New initiative recognises public health role of Community Pharmacy

In Northern Ireland, around 123,000 people visit a pharmacy every day, making community pharmacies the most visited among all the health services available, the Causeway Coast Community reports.

With this in mind, the Health and Social Care Board (HSCB) and the Public Health Agency (PHA) have introduced a new initiative called Health+Pharmacy.

Pharmacies with the Health+Pharmacy accreditation will work with their local communities to offer advice and services on improving health and wellbeing.

This can take place within and outside the pharmacy, for example in local schools or with community groups, to offer advice on issues such as obesity and better nutrition or pointing those in need to the organisations or local health services best placed to help them.

Thousands back threatened NHS Guildhall Walk centre

A petition signed by more than 5,000 people to save an out-of-hours GP surgery in Portsmouth has been handed in to NHS chiefs, the BBC reports.

The walk-in centre and GP surgery in Guildhall Walk could be relocated to St Mary's Treatment Centre and a new city location respectively.

Lalys Pharmacy, which organised the petition, said that would add pressure to A&E at Queen Alexandra Hospital.

Portsmouth Clinical Commissioning Group said it would be simpler for patients.

Man accused of pharmacy raid in Rotherham

An 18-year-old man has been charged with burglary following a Wath pharmacy break-in, the South Yorkshire Times reports.

Required actions
[a] List every news outlet that the pharmacy news roundup cites as the source of a report.
[b] For each statement, say whether it agrees with the pharmacy news roundup and quote the words from the roundup that decide it. (i) Around 123,000 people in Northern Ireland visit a pharmacy every day. (ii) Portsmouth Clinical Commissioning Group organised the petition to save the Guildhall Walk centre. (iii) The man charged after the Wath pharmacy break-in is 18 years old.
[c] Continue the pharmacy news roundup from its last sentence.

Text-to-region grounding data
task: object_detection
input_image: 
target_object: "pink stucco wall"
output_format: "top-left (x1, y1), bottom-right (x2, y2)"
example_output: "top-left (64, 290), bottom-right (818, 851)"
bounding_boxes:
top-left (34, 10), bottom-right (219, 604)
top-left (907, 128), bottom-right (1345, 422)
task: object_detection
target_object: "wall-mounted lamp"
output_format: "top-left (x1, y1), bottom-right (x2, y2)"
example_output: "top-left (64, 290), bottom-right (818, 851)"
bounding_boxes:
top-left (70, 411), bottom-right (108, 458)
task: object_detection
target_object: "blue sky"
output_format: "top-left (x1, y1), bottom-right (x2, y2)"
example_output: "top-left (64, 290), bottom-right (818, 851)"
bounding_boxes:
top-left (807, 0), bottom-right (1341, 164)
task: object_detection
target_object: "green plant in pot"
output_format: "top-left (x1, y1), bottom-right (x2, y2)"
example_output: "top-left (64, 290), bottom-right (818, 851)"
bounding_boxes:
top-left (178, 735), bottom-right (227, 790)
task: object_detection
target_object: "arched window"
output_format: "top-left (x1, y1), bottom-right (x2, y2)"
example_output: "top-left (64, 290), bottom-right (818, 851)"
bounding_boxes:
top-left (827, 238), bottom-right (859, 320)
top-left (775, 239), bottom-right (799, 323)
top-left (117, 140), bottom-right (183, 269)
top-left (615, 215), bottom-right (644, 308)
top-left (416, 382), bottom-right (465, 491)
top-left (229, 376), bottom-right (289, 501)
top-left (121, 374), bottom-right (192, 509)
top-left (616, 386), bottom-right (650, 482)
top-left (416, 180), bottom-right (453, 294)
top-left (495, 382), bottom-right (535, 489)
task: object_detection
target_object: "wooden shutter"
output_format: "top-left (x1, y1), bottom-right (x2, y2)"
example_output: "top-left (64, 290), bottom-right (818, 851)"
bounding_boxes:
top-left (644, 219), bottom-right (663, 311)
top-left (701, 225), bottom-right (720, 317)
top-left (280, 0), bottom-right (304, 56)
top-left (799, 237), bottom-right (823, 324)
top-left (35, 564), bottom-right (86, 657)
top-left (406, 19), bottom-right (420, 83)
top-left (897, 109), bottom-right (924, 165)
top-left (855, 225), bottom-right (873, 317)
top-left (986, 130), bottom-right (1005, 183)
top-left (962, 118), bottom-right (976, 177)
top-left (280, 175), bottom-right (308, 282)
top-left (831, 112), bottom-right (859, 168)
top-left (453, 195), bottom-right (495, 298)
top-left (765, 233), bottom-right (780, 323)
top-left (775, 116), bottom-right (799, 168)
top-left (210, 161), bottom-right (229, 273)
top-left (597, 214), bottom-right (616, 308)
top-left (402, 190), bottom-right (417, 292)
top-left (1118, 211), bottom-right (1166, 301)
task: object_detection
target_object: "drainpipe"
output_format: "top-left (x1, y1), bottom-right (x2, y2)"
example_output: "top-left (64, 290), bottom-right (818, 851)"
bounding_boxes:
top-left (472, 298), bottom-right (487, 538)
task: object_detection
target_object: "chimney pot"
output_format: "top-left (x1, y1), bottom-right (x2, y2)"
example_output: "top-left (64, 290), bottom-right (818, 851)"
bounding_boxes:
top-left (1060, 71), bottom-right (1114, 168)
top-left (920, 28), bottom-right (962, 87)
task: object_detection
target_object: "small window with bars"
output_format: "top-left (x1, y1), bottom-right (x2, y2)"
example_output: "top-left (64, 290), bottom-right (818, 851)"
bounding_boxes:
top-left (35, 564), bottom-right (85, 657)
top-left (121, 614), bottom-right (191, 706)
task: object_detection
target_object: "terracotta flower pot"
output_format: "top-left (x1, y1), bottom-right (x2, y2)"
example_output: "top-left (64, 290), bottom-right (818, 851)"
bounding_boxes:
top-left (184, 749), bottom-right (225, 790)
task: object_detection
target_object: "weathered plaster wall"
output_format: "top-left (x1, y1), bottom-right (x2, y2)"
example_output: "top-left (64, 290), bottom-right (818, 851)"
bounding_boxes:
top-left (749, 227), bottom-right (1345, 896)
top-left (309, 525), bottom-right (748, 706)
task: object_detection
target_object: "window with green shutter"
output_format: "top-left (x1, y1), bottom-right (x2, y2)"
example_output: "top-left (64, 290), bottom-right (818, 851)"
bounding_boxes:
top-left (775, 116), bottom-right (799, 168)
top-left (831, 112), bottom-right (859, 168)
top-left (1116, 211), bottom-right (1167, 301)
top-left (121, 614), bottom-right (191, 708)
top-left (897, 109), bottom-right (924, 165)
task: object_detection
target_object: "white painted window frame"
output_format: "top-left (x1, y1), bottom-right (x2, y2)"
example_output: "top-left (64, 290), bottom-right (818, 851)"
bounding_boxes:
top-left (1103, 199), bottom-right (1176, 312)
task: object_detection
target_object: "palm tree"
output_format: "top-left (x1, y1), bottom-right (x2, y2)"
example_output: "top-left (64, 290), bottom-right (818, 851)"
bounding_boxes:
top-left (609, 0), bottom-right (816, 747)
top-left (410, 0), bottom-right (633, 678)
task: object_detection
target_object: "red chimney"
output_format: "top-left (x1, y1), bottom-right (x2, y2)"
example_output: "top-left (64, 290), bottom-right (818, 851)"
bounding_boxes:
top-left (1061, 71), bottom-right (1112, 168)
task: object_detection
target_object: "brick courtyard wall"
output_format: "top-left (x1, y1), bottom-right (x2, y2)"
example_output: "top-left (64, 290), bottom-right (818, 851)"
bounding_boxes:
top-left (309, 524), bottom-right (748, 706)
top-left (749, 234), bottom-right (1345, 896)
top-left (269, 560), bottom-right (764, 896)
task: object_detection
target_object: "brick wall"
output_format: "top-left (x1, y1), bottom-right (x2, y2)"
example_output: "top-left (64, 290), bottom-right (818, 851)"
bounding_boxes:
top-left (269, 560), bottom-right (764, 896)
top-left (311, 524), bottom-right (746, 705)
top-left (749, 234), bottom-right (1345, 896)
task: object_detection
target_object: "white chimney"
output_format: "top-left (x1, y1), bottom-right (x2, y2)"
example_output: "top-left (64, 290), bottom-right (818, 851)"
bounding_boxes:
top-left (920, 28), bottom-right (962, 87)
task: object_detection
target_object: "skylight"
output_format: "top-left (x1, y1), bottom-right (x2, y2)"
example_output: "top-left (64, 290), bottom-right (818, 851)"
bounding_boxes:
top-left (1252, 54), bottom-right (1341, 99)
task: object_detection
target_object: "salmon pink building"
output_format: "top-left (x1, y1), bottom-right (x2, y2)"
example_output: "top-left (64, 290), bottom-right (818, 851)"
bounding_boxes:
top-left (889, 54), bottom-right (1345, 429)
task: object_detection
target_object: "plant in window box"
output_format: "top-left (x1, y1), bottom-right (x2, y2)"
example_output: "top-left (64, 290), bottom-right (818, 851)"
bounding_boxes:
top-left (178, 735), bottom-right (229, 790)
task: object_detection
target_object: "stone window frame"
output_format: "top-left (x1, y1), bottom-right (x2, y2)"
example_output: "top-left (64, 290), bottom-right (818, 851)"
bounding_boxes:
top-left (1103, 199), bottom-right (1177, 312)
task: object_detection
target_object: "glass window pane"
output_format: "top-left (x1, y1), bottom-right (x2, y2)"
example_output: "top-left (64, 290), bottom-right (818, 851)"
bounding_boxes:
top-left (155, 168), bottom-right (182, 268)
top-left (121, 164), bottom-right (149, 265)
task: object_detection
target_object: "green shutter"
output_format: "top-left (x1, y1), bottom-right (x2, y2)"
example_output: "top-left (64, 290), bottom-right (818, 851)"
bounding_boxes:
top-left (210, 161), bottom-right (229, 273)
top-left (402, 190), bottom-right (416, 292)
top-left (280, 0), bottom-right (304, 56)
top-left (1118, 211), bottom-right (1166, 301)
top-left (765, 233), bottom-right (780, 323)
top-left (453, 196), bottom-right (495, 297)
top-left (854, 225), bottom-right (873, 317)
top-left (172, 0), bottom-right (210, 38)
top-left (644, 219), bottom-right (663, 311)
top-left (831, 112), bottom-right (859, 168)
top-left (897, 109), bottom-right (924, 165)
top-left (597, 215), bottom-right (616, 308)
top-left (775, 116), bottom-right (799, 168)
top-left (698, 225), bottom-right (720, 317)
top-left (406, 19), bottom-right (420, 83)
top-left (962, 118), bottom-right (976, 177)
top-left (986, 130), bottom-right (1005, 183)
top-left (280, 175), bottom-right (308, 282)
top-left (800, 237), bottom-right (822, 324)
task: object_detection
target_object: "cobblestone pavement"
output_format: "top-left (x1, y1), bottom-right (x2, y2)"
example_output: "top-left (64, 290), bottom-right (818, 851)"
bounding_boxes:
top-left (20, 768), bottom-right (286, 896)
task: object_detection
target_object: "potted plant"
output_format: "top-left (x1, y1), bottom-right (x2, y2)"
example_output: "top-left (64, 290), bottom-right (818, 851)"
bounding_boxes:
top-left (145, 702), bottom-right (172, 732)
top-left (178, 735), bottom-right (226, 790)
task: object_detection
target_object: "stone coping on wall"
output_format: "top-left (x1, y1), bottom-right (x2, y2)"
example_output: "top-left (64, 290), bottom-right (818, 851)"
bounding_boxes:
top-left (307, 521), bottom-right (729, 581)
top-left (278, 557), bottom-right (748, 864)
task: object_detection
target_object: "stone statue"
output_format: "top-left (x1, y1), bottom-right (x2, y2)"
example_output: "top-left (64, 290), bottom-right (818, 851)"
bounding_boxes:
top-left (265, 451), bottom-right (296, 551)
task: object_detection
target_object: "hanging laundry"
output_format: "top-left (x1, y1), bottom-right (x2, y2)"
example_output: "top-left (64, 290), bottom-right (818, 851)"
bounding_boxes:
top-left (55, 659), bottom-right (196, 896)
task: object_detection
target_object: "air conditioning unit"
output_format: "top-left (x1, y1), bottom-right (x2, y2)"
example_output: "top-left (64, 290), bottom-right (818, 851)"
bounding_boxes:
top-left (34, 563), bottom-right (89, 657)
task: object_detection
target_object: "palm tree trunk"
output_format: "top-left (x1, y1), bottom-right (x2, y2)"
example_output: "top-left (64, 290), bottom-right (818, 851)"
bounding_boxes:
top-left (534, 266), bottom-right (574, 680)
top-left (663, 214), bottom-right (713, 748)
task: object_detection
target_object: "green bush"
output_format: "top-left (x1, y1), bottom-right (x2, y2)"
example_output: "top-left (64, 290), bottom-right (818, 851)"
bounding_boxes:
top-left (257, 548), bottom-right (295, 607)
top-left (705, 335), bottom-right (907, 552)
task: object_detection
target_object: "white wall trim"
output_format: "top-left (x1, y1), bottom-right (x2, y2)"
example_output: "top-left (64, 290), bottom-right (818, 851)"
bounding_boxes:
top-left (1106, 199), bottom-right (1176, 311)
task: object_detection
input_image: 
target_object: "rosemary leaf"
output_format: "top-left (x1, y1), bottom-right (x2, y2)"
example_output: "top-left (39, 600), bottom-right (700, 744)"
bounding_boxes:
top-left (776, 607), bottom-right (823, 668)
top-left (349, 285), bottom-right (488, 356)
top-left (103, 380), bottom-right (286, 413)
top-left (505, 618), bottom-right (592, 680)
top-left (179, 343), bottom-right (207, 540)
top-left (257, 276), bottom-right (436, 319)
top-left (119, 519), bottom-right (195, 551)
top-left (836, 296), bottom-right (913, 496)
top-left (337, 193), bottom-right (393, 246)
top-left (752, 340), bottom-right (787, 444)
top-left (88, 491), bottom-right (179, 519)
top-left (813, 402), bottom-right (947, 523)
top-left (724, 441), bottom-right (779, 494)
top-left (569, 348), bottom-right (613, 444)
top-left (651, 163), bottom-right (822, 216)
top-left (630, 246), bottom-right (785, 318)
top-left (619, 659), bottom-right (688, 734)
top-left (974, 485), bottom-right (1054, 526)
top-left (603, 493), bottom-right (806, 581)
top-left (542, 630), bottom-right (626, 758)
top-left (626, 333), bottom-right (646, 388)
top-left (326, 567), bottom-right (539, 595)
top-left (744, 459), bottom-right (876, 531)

Results
[a] Causeway Coast Community, the BBC, the South Yorkshire Times

[b]
(i) Yes: "In Northern Ireland, around 123,000 people visit a pharmacy every day"
(ii) No: "Lalys Pharmacy, which organised the petition"
(iii) Yes: "An 18-year-old man has been charged with burglary following a Wath pharmacy break-in"

[c]
The suspect is accused of breaking into McGills in High Street and stealing cash and medication, which South Yorkshire Police later found nearby.

Fundraisings herald rise of Chinese pharma

A spate of fundraisings by Chinese biotech companies has highlighted a scramble for leadership of the country’s nascent life sciences sector and raised questions over how quickly China can rival the US and Europe as a source of blockbuster medicines, the Financial Times reports.

Several promising Chinese drug developers have raised money in recent weeks or are preparing to do so in defiance of stock market volatility as investors show increasing interest in the commercial potential of China’s expanding medical base.

China has not produced a new drug for the global market since artemisinin for malaria in the 1970s – a breakthrough for which chemist Tu Youyou was awarded a Nobel Prize last year.

Even that was not adopted widely until its commercialisation by Novartis of Switzerland in the 1990s.

Meningitis: Private stocks of vaccine running out amid unprecedented demand

Private stocks of the meningitis B vaccine are running out across the country amid unprecedented demand from parents anxious to protect their children from the potentially deadly disease, the Independent reports.

As the family of Faye Burdett published photographs of the dying two-year-old girl covered in a deep red rash and former England rugby star Matt Dawson spoke of his son’s narrow escape this week, more than half a million people have signed a petition calling for the Government to immunise all children.

Currently only babies aged between two and five months are offered the vaccine by the NHS.

It is available privately – at a total cost of up to £480 – but clinics have started to run out.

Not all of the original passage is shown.